**TASK TO COMPLETE**
What is needed is an exact copy of every record below.
========================================
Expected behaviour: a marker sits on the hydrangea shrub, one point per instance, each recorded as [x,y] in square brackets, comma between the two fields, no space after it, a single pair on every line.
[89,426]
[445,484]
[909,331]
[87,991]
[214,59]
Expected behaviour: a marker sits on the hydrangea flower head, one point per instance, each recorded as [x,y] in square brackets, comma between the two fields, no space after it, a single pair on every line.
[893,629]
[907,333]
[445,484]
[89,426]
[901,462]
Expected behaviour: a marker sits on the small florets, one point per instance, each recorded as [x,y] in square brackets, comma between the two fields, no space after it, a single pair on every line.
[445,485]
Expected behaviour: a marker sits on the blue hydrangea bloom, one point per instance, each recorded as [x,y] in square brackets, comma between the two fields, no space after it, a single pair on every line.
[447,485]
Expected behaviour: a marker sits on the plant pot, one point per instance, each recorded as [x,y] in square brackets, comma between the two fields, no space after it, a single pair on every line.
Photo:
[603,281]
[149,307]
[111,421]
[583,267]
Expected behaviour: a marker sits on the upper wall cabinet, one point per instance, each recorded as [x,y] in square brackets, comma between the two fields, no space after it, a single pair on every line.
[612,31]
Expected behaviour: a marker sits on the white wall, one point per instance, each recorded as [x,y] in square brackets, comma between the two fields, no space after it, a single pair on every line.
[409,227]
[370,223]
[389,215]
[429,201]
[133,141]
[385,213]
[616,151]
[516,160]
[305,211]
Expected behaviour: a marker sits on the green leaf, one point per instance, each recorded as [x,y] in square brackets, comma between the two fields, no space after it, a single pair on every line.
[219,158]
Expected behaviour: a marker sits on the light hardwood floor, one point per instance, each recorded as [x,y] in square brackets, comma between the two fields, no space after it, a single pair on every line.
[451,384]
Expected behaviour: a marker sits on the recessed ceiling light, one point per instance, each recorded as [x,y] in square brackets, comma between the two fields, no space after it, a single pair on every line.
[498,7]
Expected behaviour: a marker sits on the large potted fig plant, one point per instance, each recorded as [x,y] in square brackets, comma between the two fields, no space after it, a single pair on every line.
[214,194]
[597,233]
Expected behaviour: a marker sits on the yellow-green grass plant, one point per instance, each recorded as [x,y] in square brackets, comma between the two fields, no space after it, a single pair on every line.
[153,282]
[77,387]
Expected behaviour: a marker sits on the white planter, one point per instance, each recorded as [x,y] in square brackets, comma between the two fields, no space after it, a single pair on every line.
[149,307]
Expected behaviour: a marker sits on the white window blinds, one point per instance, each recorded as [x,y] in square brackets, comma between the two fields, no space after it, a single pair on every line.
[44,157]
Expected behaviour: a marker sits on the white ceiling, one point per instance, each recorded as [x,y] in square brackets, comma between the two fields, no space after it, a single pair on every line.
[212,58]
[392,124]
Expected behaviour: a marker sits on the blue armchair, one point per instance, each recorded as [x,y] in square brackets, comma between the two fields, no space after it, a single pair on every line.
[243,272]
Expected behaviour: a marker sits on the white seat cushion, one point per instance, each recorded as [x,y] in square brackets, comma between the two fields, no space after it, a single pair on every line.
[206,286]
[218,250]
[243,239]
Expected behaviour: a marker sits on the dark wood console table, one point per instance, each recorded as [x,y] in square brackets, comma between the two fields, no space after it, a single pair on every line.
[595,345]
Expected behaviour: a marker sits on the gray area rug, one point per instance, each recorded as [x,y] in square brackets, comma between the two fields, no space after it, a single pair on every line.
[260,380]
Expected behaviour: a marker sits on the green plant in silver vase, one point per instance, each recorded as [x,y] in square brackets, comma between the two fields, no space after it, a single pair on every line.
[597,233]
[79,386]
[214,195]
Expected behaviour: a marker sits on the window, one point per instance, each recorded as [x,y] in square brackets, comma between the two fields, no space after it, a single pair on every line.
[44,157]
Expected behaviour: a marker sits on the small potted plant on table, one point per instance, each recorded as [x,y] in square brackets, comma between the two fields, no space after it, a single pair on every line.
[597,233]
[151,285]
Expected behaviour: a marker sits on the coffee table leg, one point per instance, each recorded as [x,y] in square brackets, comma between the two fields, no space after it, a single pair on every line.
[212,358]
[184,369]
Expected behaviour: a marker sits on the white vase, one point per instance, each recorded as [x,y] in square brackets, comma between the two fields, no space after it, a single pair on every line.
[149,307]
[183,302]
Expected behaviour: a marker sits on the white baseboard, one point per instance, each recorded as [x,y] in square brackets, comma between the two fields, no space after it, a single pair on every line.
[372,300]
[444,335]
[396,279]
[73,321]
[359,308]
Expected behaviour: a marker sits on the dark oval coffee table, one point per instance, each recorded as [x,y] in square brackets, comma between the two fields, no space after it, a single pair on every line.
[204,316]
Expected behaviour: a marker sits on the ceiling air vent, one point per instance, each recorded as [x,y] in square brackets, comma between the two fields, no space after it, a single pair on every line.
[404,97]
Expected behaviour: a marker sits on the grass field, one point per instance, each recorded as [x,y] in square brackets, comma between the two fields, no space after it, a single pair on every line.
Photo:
========================================
**FINISHED EXERCISE**
Expected behaviour: a marker sits on the hydrangea shrub, one point per instance, each recorded as [x,y] in square brackets, comma between the two fields, no space after it, a single pair on every line.
[89,426]
[445,484]
[909,331]
[87,991]
[214,59]
Expected behaviour: a marker sits on the hydrangea flower head, one point per instance, each recorded as [x,y] in square brackets, comma between the two fields, no space after it, a single pair on every line.
[893,629]
[907,333]
[445,484]
[89,426]
[901,462]
Expected behaviour: a marker sits on the small florets, one point per instance, each recorded as [x,y] in square brackets, comma between the two fields, no space after it, a single pair on every line.
[445,485]
Expected behaviour: a marker sits on the blue hydrangea bloom, one point per instance, each recorded as [x,y] in square brackets, comma between the two fields, no space after it, a single pair on every line.
[447,485]
Expected behaviour: a marker sits on the plant pot, one point per instance, each recorded as [x,y] in square brackets, comma between the two fields, no space after it, a single pair on every line.
Photo:
[603,281]
[149,307]
[111,421]
[583,267]
Expected behaviour: a marker sits on the upper wall cabinet, one point per instance, each recorded as [x,y] in square brackets, comma between the two fields, no space after it, a single pair on every line.
[612,31]
Expected behaviour: a marker sits on the white wall, one point per instance, each recorded as [x,y] in square brackets, comma between the two fields, no space after it, a single pair on every line.
[409,227]
[370,223]
[389,215]
[429,201]
[133,141]
[385,213]
[616,151]
[516,160]
[305,211]
Expected behaviour: a marker sits on the green leaf, one point per instance, each recorded as [x,y] in square brackets, comma between the two fields, no space after it, a single pair on every line.
[219,158]
Expected behaviour: a marker sits on the light hardwood floor, one point per instance, each recorded as [x,y] in square brackets, comma between the two fields, no space after it, a single pair on every line.
[451,384]
Expected behaviour: a marker sits on the recessed ceiling light, one point per instance, each recorded as [x,y] in square brackets, comma between the two fields, no space after it, a single pair on every line.
[498,7]
Expected behaviour: a marker sits on the large potted fig plant, one point per instance, each recorded as [x,y] in square brackets, comma between the two fields, no space after it, a single pair on every line.
[214,194]
[597,233]
Expected behaviour: a marker sits on the yellow-green grass plant, one point per instance, each recorded as [x,y] in square brackets, comma between the two fields, no space after it, a single pair on every line.
[153,282]
[77,387]
Expected behaviour: a marker sits on the white planter, one point per instance, each recorded as [x,y] in square brackets, comma between the two fields, no space after it, a single pair on every line.
[149,307]
Expected behaviour: a marker sits on the white window blinds, one point per instance, each recorded as [x,y] in square brackets, comma between the two fields, no space after it, a single pair on every line.
[44,157]
Expected behaviour: a marker sits on the white ceiling, one point per instance, each recorded as [x,y] in square brackets, comma between the two fields, no space after it, a single pair on every line.
[212,58]
[392,124]
Expected behaviour: a marker sits on the blue armchair, one point per instance, each recorded as [x,y] in square brackets, comma between the two fields, no space after it, a single pair on every line.
[243,272]
Expected behaviour: a marker sits on the white seat cushion, one point per instance, each recorded as [x,y] in square brackets, comma between the two fields, no space after it, a single pair on every line.
[206,286]
[218,250]
[243,239]
Expected behaviour: a marker sits on the dark wood console table, one point per instance, each recorded as [x,y] in square brackets, comma between the two fields, no space after it, a single pair on every line.
[595,345]
Expected behaviour: a marker sits on the gray area rug, one point per instance, each recorded as [x,y] in square brackets, comma between the two fields, no space after it, a single pair on every line.
[260,380]
Expected behaviour: a marker sits on the green plant in silver vase, one point per instance, each recorded as [x,y] in square brackets, comma between the two fields, no space after it, a single pair on every line.
[597,233]
[79,386]
[214,195]
Expected behaviour: a marker sits on the window, one point per instance, each recorded as [x,y] in square brackets, comma between the two fields, no space after it, a single pair on every line.
[44,157]
Expected behaviour: a marker sits on the small potted plant on table, one point per instance, each recorded as [x,y] in square brackets, comma between the two fields, no space after it, a single pair on every line.
[597,233]
[151,285]
Expected behaviour: a marker sits on the coffee table leg, one point per instance, each recorded as [x,y] in square brackets, comma between the two fields, no space after it, a single pair on every line.
[212,358]
[184,369]
Expected behaviour: a marker sits on the white vase, one point per instance, each recorded as [x,y] in square brackets, comma between the two fields, no space after it, a single pair on every line.
[149,307]
[183,302]
Expected behaviour: a marker sits on the white baseboard, one point per instance, each recorded as [x,y] in square brackets, comma between the two fields, no space after it, a single pair on every line.
[372,300]
[444,335]
[396,279]
[73,321]
[359,308]
Expected behaviour: a marker sits on the dark oval coffee table, one point per instance, each recorded as [x,y] in square brackets, comma between the two fields, no space after it, a single pair on every line.
[204,316]
Expected behaviour: a marker sits on the ceiling air vent, one point per instance, each recorded as [x,y] in square brackets, comma between the two fields, no space after it, a single pair on every line.
[404,97]
Expected behaviour: a marker sits on the grass field, one point per instance, each recorded as [x,y] in square brackets, comma between the two fields, no space after it, a single pair on every line.
Photo:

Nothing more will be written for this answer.